::: Study material

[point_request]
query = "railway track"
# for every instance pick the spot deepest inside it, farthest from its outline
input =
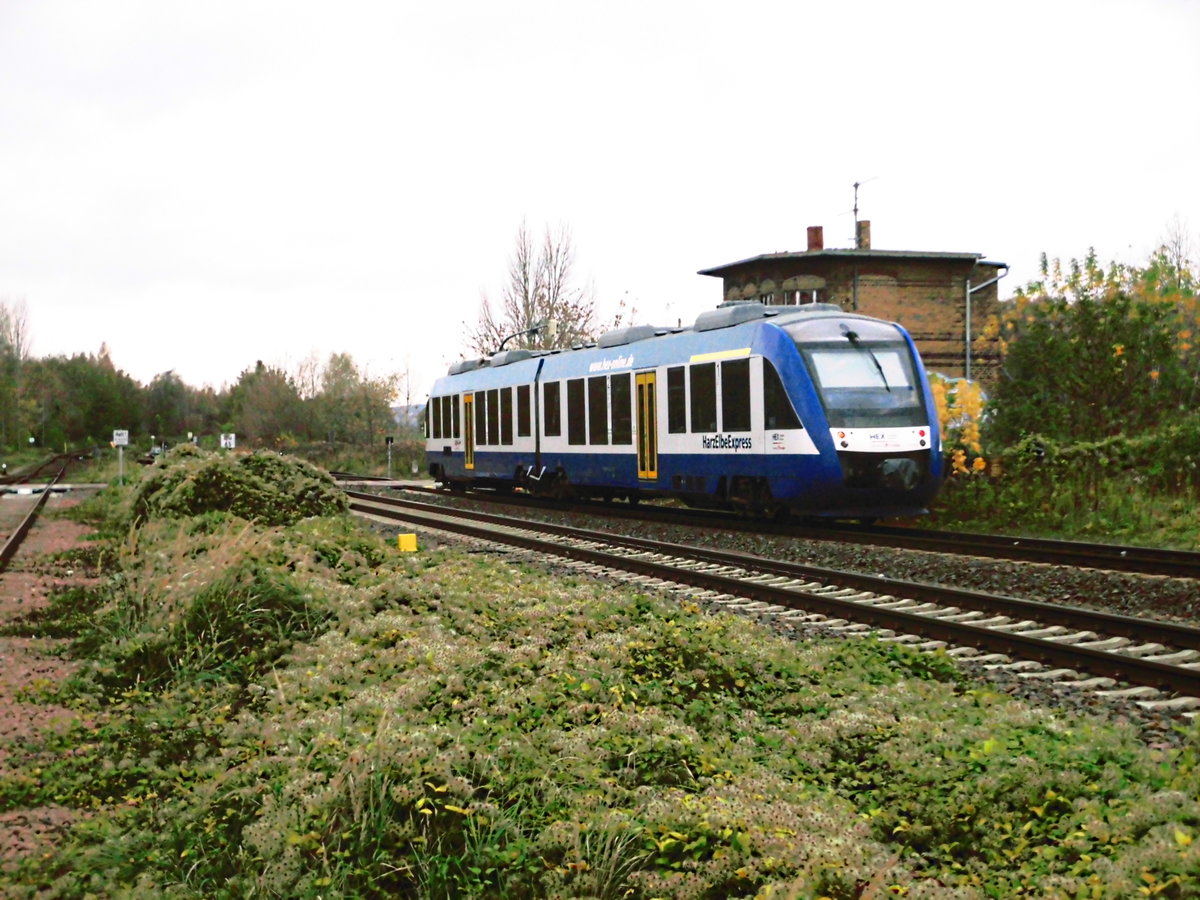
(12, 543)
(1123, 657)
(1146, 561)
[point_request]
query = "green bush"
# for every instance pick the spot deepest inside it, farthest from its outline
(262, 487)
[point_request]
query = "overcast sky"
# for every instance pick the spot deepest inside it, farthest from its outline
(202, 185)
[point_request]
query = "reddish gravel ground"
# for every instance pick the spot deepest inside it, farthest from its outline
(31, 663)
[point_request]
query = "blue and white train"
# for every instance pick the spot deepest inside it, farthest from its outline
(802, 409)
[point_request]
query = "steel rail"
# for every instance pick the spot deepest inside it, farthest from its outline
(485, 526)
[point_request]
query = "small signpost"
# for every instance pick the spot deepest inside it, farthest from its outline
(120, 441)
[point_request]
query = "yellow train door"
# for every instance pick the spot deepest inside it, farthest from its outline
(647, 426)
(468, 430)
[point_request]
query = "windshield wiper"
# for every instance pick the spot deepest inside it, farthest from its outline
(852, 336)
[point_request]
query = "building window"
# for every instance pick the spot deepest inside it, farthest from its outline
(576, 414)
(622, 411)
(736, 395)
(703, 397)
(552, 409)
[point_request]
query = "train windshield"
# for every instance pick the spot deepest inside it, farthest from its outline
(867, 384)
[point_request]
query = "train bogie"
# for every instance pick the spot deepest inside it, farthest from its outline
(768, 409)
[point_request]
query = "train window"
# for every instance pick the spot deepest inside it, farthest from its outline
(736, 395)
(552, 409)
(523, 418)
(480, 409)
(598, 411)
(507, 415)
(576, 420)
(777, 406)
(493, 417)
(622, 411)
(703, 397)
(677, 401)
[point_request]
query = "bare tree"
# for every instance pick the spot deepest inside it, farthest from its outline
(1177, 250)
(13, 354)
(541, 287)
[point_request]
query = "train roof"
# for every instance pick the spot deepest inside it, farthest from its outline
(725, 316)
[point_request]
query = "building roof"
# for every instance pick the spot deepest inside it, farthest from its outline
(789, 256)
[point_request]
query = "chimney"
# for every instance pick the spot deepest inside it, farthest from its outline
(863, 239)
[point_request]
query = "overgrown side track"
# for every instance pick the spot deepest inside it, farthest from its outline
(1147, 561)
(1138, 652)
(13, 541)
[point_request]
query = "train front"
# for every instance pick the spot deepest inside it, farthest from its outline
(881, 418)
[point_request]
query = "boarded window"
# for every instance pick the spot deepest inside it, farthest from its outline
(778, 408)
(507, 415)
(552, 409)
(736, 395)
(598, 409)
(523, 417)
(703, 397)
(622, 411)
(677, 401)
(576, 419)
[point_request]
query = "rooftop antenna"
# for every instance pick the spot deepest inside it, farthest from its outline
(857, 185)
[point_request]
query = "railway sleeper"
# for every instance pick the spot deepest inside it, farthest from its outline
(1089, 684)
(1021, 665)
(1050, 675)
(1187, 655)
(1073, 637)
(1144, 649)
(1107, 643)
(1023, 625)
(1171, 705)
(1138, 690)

::::::
::: Study material

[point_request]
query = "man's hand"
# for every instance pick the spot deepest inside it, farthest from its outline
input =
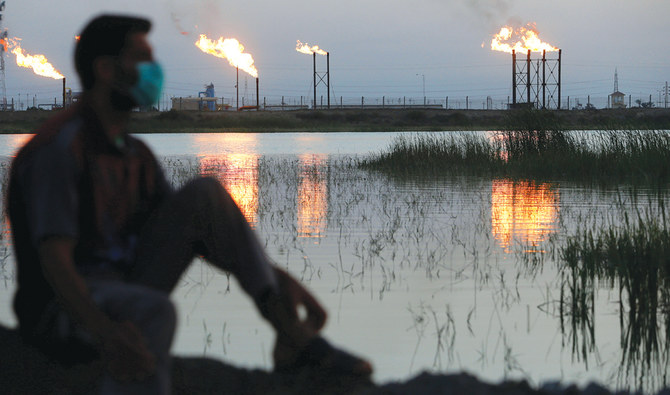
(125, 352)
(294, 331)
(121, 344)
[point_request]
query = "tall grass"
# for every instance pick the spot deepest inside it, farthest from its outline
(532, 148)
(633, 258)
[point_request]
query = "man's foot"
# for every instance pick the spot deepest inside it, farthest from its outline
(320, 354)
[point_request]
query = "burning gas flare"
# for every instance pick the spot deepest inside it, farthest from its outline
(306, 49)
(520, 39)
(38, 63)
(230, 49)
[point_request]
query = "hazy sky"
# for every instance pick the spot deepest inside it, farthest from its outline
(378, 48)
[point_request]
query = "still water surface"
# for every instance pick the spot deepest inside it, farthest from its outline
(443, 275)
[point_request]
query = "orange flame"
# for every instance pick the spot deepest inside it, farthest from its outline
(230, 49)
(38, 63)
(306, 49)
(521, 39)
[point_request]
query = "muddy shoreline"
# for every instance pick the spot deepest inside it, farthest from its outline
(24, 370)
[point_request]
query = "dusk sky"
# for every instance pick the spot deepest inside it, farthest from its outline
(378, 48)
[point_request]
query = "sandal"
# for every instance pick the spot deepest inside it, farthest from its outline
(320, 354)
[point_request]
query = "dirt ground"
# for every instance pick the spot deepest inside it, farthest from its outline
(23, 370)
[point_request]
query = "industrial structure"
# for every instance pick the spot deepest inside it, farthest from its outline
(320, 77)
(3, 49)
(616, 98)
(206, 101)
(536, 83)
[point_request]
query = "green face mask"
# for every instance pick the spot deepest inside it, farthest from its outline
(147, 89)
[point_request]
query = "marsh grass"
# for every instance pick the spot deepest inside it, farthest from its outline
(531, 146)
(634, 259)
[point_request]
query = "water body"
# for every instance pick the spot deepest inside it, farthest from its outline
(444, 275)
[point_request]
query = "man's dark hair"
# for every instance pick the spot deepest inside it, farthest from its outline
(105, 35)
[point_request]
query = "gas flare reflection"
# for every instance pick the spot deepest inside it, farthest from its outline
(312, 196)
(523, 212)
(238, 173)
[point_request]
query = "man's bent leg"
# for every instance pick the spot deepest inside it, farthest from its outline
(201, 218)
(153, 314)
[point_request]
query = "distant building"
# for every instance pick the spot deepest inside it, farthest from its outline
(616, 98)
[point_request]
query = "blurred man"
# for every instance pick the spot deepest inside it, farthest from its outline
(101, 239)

::::::

What is being asked:
What is the number of lines in the records that contain "railway"? Answer with it alone.

Response to the exercise:
2